[Referring expression grounding data]
Content starts

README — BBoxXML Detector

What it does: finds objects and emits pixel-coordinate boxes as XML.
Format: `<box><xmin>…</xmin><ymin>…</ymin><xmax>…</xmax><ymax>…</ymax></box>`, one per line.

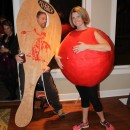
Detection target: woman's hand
<box><xmin>15</xmin><ymin>54</ymin><xmax>24</xmax><ymax>64</ymax></box>
<box><xmin>55</xmin><ymin>55</ymin><xmax>63</xmax><ymax>69</ymax></box>
<box><xmin>54</xmin><ymin>45</ymin><xmax>63</xmax><ymax>69</ymax></box>
<box><xmin>73</xmin><ymin>31</ymin><xmax>112</xmax><ymax>53</ymax></box>
<box><xmin>73</xmin><ymin>42</ymin><xmax>87</xmax><ymax>53</ymax></box>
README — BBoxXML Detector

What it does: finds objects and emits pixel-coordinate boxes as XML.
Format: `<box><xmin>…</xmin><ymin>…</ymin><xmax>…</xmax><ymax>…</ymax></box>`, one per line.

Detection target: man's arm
<box><xmin>11</xmin><ymin>34</ymin><xmax>20</xmax><ymax>57</ymax></box>
<box><xmin>48</xmin><ymin>56</ymin><xmax>59</xmax><ymax>70</ymax></box>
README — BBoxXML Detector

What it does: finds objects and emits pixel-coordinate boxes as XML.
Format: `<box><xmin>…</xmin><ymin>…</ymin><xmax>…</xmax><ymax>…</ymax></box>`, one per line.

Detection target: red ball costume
<box><xmin>58</xmin><ymin>27</ymin><xmax>114</xmax><ymax>87</ymax></box>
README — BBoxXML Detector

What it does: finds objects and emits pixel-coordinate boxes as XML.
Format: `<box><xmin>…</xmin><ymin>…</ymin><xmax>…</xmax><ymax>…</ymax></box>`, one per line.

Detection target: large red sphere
<box><xmin>58</xmin><ymin>28</ymin><xmax>114</xmax><ymax>87</ymax></box>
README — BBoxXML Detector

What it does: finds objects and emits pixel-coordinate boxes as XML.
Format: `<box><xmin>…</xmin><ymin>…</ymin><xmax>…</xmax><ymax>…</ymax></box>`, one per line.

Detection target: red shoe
<box><xmin>100</xmin><ymin>120</ymin><xmax>115</xmax><ymax>130</ymax></box>
<box><xmin>73</xmin><ymin>122</ymin><xmax>89</xmax><ymax>130</ymax></box>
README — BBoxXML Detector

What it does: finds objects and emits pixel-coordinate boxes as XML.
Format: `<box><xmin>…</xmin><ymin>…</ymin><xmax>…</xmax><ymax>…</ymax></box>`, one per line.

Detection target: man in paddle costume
<box><xmin>13</xmin><ymin>10</ymin><xmax>64</xmax><ymax>117</ymax></box>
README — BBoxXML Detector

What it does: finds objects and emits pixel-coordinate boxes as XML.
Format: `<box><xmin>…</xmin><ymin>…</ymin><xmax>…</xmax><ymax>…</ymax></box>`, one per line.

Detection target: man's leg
<box><xmin>18</xmin><ymin>64</ymin><xmax>25</xmax><ymax>99</ymax></box>
<box><xmin>42</xmin><ymin>72</ymin><xmax>62</xmax><ymax>111</ymax></box>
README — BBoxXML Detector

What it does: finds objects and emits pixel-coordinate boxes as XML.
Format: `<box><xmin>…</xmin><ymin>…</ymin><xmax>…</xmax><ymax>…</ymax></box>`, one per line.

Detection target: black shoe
<box><xmin>53</xmin><ymin>109</ymin><xmax>65</xmax><ymax>117</ymax></box>
<box><xmin>40</xmin><ymin>99</ymin><xmax>49</xmax><ymax>109</ymax></box>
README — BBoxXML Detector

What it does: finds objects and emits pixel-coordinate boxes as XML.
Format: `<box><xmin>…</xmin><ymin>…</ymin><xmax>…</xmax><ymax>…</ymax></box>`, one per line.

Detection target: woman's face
<box><xmin>72</xmin><ymin>12</ymin><xmax>84</xmax><ymax>29</ymax></box>
<box><xmin>3</xmin><ymin>25</ymin><xmax>12</xmax><ymax>36</ymax></box>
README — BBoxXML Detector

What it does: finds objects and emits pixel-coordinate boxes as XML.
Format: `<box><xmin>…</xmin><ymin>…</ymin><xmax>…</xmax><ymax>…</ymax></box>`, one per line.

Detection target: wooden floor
<box><xmin>0</xmin><ymin>96</ymin><xmax>130</xmax><ymax>130</ymax></box>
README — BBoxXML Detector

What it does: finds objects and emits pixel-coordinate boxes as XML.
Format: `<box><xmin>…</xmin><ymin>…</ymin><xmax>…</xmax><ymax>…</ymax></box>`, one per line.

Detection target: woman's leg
<box><xmin>96</xmin><ymin>111</ymin><xmax>105</xmax><ymax>122</ymax></box>
<box><xmin>82</xmin><ymin>107</ymin><xmax>89</xmax><ymax>123</ymax></box>
<box><xmin>87</xmin><ymin>85</ymin><xmax>105</xmax><ymax>122</ymax></box>
<box><xmin>73</xmin><ymin>86</ymin><xmax>90</xmax><ymax>130</ymax></box>
<box><xmin>76</xmin><ymin>86</ymin><xmax>90</xmax><ymax>123</ymax></box>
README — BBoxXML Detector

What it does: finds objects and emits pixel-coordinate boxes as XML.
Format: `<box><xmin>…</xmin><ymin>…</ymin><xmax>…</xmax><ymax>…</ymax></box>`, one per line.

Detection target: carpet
<box><xmin>0</xmin><ymin>109</ymin><xmax>11</xmax><ymax>130</ymax></box>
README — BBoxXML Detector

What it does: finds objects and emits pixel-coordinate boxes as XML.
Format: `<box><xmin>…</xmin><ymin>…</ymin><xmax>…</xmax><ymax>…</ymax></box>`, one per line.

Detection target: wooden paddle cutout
<box><xmin>15</xmin><ymin>0</ymin><xmax>61</xmax><ymax>127</ymax></box>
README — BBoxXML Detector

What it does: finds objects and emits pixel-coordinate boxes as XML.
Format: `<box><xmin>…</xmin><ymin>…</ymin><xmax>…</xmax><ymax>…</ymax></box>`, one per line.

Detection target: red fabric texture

Content ends

What is required: Write out each entry exactly, images excluded.

Solved problem:
README — BBoxXML Detector

What it does: finds objects and emits pixel-coordinate boxes as XML.
Format: `<box><xmin>…</xmin><ymin>…</ymin><xmax>…</xmax><ymax>…</ymax></box>`, one per line.

Detection target: woman's hand
<box><xmin>15</xmin><ymin>54</ymin><xmax>24</xmax><ymax>64</ymax></box>
<box><xmin>55</xmin><ymin>55</ymin><xmax>63</xmax><ymax>69</ymax></box>
<box><xmin>54</xmin><ymin>45</ymin><xmax>63</xmax><ymax>69</ymax></box>
<box><xmin>73</xmin><ymin>31</ymin><xmax>112</xmax><ymax>53</ymax></box>
<box><xmin>73</xmin><ymin>42</ymin><xmax>87</xmax><ymax>53</ymax></box>
README — BBoxXML Detector

What it does: finds objects and emits pixel-coordinate boxes as XML.
Format: `<box><xmin>…</xmin><ymin>…</ymin><xmax>…</xmax><ymax>…</ymax></box>`, one per line.

Detection target: man's arm
<box><xmin>11</xmin><ymin>34</ymin><xmax>20</xmax><ymax>57</ymax></box>
<box><xmin>48</xmin><ymin>56</ymin><xmax>59</xmax><ymax>70</ymax></box>
README — BBoxXML Detector

What it does: finds objects and emits pixel-coordinate boxes as XML.
Format: `<box><xmin>…</xmin><ymin>…</ymin><xmax>…</xmax><ymax>…</ymax></box>`, one per line.

Detection target: red ball costume
<box><xmin>58</xmin><ymin>27</ymin><xmax>114</xmax><ymax>87</ymax></box>
README — BBoxXML Detector

What it does: finds objects and emits pixel-coordinate boxes as XML.
Format: `<box><xmin>…</xmin><ymin>…</ymin><xmax>…</xmax><ymax>…</ymax></box>`, one per line.

Detection target: large red sphere
<box><xmin>58</xmin><ymin>28</ymin><xmax>114</xmax><ymax>87</ymax></box>
README — BBoxXML Detector

What it does: finds objects and emits pixel-coordinate boxes as XML.
Format: `<box><xmin>…</xmin><ymin>…</ymin><xmax>…</xmax><ymax>…</ymax></box>`, one per line.

Detection target: red shoe
<box><xmin>100</xmin><ymin>120</ymin><xmax>115</xmax><ymax>130</ymax></box>
<box><xmin>73</xmin><ymin>122</ymin><xmax>89</xmax><ymax>130</ymax></box>
README — BBoxXML Detector

What it does: finds objects and emits pixel-coordinate boxes as XML.
Format: `<box><xmin>…</xmin><ymin>…</ymin><xmax>…</xmax><ymax>…</ymax></box>`, one per line.

Detection target: man in paddle costume
<box><xmin>13</xmin><ymin>10</ymin><xmax>64</xmax><ymax>117</ymax></box>
README — BBoxXML Detector

What it does: finds objects and emits pixel-coordinate boxes as XML.
Format: `<box><xmin>…</xmin><ymin>…</ymin><xmax>…</xmax><ymax>…</ymax></box>`, one per line.

Detection target: man's leg
<box><xmin>18</xmin><ymin>64</ymin><xmax>25</xmax><ymax>99</ymax></box>
<box><xmin>42</xmin><ymin>72</ymin><xmax>62</xmax><ymax>111</ymax></box>
README — BBoxXML Detector

What it does: finds objects and emits pixel-coordinate boxes as XML.
Format: `<box><xmin>…</xmin><ymin>…</ymin><xmax>…</xmax><ymax>…</ymax></box>`, one per line.

Detection target: black shoe
<box><xmin>53</xmin><ymin>109</ymin><xmax>65</xmax><ymax>117</ymax></box>
<box><xmin>40</xmin><ymin>99</ymin><xmax>49</xmax><ymax>109</ymax></box>
README — BBoxXML Detector

What it does: finds objects and emits pixel-coordinate boxes as XML.
Format: `<box><xmin>…</xmin><ymin>…</ymin><xmax>…</xmax><ymax>…</ymax></box>`, one per line.

Detection target: woman's face
<box><xmin>72</xmin><ymin>12</ymin><xmax>84</xmax><ymax>29</ymax></box>
<box><xmin>3</xmin><ymin>25</ymin><xmax>12</xmax><ymax>36</ymax></box>
README — BBoxXML Detector

What it does: finds objects and emits pixel-coordinate boxes as XML.
Format: `<box><xmin>…</xmin><ymin>…</ymin><xmax>…</xmax><ymax>…</ymax></box>`, one per line.

Detection target: wooden floor
<box><xmin>0</xmin><ymin>96</ymin><xmax>130</xmax><ymax>130</ymax></box>
README — BBoxXML Detector

What it does: finds objects and emits pixel-coordinate boxes as XML.
Format: `<box><xmin>…</xmin><ymin>…</ymin><xmax>…</xmax><ymax>…</ymax></box>`, one per line.

Detection target: woman's leg
<box><xmin>96</xmin><ymin>111</ymin><xmax>105</xmax><ymax>122</ymax></box>
<box><xmin>82</xmin><ymin>107</ymin><xmax>89</xmax><ymax>123</ymax></box>
<box><xmin>87</xmin><ymin>85</ymin><xmax>105</xmax><ymax>122</ymax></box>
<box><xmin>73</xmin><ymin>86</ymin><xmax>90</xmax><ymax>130</ymax></box>
<box><xmin>76</xmin><ymin>86</ymin><xmax>90</xmax><ymax>123</ymax></box>
README — BBoxXML Detector

What it does: finds objects and emits pixel-coordinate boxes as XML.
Format: `<box><xmin>…</xmin><ymin>…</ymin><xmax>…</xmax><ymax>…</ymax></box>`, one per line.

Detection target: carpet
<box><xmin>0</xmin><ymin>109</ymin><xmax>11</xmax><ymax>130</ymax></box>
README — BBoxXML Detector

What it does: finds objects and emits pixel-coordinate boxes as XML.
Format: `<box><xmin>…</xmin><ymin>…</ymin><xmax>…</xmax><ymax>…</ymax></box>`, one per line.

Detection target: wooden paddle cutout
<box><xmin>15</xmin><ymin>0</ymin><xmax>61</xmax><ymax>127</ymax></box>
README — BBoxXML Detector

What it does: finds objects and emits pixel-coordinate boxes as XML.
Format: `<box><xmin>…</xmin><ymin>…</ymin><xmax>…</xmax><ymax>…</ymax></box>`, one per line.

Detection target: red fabric texture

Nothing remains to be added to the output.